» **SOURCE PASSAGE**
══════════════════════════════
The ad was from a sporting goods store, which I will not name, in which I saw an ad for hunting rifles and equipment, including a really neat looking crossbow mounted with a scope. With over 240 foot-pounds of pull, plus the scope, it would be like using a rifle.  It just doesn’t have the knock-down power of a rifle.

If you are a hunter, now might be the time to shut me off or tune me out or whatever suits you. But I hope you don’t. At least consider some of the things I say.

I am not a hunter, although I do enjoy shooting. I really enjoy the challenge of hitting that tiny target, or of hitting that big target from a distance, or that fast-moving target before it’s too late. I’ve been in shooting competitions since high school. My school had a team that competed with .22 caliber target rifles against other high schools. I was pretty good, too.

I didn’t do any shooting in the Air Force except in basic training where I fired .30 caliber M1 carbines and .45 caliber pistols for qualification. Pretty good there, too. I qualified Expert with carbines and almost qualified with the .45. I think I hit that target twice. I’ve heard since then that the military’s .45 cal. pistols are not very accurate. I’ve never fired one since, but I’ve fired other pistols and revolvers, and I did all right. Anyway, that was the first time I had ever even handled a pistol, or a rifle bigger than a .22, and it was fun.

After I was discharged and hired as a police officer, I got on the department’s pistol team after about a year. I swapped my department-issued, .38 caliber revolver with a four-inch barrel for one with a six-inch barrel. Made a hell of a difference on the range. I got pretty good there, too, always qualifying as Expert except for twice when I made Master. That was fun as hell. Target shooting, especially the type the police department do, or did back then, which included time firing, moving targets, moving positions, and stuff that was supposed to simulate situations we might find ourselves in on duty. Plus, just as an officer, I had to qualify in the use of shotguns, including firing slugs and skeet shooting. Shotguns are fun, too. I’ve fired various hunting rifles, AR-15s, M-16s, a Thompson submachine gun, a revolver that fired 30 cal. carbine cartridges, even a flintlock, black powder rifle one time.
══════════════════════════════
[Pointing and labeling entries]
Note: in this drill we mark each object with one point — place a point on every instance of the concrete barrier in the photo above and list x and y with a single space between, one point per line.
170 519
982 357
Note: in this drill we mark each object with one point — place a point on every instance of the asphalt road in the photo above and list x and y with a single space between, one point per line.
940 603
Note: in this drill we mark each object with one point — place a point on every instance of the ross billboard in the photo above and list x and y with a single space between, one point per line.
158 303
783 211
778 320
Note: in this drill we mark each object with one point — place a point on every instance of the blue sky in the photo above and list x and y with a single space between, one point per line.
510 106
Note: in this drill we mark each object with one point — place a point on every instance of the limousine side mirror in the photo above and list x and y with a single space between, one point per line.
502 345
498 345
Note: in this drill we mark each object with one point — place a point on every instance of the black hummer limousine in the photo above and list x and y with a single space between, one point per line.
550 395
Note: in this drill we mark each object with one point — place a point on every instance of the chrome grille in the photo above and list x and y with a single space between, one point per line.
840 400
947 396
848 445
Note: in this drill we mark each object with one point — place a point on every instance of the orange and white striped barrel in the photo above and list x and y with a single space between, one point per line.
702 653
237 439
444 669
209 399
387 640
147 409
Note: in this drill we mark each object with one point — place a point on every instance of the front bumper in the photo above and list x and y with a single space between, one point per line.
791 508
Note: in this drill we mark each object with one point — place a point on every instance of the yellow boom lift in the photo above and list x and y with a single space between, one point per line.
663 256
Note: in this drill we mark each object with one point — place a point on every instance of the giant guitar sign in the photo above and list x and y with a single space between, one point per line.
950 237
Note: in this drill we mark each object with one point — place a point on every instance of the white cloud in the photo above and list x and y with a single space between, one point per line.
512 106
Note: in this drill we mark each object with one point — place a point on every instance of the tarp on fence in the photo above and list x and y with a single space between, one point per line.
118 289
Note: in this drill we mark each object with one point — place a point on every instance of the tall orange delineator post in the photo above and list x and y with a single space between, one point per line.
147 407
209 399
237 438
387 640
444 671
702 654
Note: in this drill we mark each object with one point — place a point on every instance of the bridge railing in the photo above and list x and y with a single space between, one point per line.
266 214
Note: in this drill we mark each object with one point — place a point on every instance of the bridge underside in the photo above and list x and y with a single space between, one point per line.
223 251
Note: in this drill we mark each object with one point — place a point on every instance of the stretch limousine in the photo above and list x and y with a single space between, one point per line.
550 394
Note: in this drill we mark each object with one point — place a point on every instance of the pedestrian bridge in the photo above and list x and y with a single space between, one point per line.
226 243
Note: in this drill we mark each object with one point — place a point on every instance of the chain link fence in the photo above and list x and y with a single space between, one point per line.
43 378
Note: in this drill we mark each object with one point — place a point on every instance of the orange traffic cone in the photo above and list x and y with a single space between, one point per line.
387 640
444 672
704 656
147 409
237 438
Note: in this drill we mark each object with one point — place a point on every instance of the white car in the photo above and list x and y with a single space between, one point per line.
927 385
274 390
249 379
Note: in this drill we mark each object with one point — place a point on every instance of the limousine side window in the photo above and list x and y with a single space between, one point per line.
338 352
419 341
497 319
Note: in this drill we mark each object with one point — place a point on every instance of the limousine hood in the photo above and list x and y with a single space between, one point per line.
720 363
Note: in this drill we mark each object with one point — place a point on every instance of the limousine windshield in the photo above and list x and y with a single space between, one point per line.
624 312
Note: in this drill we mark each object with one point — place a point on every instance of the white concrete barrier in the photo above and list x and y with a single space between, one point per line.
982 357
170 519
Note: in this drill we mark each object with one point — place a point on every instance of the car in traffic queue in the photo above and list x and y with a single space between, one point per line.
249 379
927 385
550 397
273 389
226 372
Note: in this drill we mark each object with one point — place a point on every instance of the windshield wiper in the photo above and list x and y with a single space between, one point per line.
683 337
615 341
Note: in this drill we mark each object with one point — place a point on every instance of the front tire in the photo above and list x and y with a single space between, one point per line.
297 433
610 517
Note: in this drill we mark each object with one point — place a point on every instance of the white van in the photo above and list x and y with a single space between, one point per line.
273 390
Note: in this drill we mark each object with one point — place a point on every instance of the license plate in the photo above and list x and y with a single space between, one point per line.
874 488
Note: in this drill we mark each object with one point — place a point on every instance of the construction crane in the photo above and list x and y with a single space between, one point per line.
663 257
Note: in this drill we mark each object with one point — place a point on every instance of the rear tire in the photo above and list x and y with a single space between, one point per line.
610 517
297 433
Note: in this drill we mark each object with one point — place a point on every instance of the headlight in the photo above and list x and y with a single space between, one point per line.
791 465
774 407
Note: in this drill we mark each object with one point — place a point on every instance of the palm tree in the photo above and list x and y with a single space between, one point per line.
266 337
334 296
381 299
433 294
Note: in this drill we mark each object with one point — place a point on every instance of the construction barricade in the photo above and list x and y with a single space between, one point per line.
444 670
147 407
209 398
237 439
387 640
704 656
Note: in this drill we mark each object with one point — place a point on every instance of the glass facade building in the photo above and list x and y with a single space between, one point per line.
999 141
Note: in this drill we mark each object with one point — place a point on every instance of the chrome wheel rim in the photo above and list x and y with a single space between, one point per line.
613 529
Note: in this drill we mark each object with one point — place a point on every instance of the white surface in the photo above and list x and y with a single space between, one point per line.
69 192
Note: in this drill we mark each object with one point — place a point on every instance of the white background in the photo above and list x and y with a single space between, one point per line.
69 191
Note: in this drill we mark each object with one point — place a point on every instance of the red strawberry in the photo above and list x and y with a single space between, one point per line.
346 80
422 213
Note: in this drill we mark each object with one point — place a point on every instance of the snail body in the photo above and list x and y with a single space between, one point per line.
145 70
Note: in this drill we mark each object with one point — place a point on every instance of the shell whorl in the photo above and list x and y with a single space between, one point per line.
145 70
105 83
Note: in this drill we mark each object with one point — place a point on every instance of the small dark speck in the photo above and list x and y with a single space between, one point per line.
══════════════════════════════
» **COMPLETE THE FOLLOWING**
(a) In the shooting essay, why does the writer say the crossbow in the ad would be like using a rifle? Answer in one to three sentences.
(b) Write out the part of the shooting essay starting with "The ad was from" and going on through "things I say.".

» **SOLUTION SET**
(a) The crossbow has over 240 foot-pounds of pull and is mounted with a scope, so the writer says it would be like using a rifle. The writer adds that it still lacks a rifle's knock-down power.

(b)
The ad was from a sporting goods store, which I will not name, in which I saw an ad for hunting rifles and equipment, including a really neat looking crossbow mounted with a scope. With over 240 foot-pounds of pull, plus the scope, it would be like using a rifle.  It just doesn’t have the knock-down power of a rifle.

If you are a hunter, now might be the time to shut me off or tune me out or whatever suits you. But I hope you don’t. At least consider some of the things I say.